** Task objective **
Edit the entries below by changing every "Target" to "Object" and leaving everything else as it is. Leave the pictures out of your version.

Dataset entries
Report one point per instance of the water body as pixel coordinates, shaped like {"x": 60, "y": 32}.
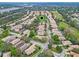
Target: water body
{"x": 8, "y": 9}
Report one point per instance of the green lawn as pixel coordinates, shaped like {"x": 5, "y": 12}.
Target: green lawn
{"x": 42, "y": 18}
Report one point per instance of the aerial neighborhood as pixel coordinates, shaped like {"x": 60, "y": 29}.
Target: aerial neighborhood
{"x": 39, "y": 33}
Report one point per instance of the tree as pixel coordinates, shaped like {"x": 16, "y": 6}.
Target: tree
{"x": 59, "y": 49}
{"x": 32, "y": 33}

** Correct response **
Report one point per instance of the water body as pixel coordinates, shaped like {"x": 60, "y": 32}.
Object: water body
{"x": 8, "y": 9}
Report one point per instance of the green lawn as pixel coordinates, shaped like {"x": 5, "y": 12}.
Object: green lawn
{"x": 42, "y": 18}
Report one point per instance of the aerial neighborhood as pixel coordinates, shaped like {"x": 60, "y": 29}.
Object: aerial neighborhood
{"x": 39, "y": 33}
Report one point per instance of the tree as pixel coordinates, shaped like {"x": 16, "y": 6}.
Object: tree
{"x": 59, "y": 49}
{"x": 32, "y": 33}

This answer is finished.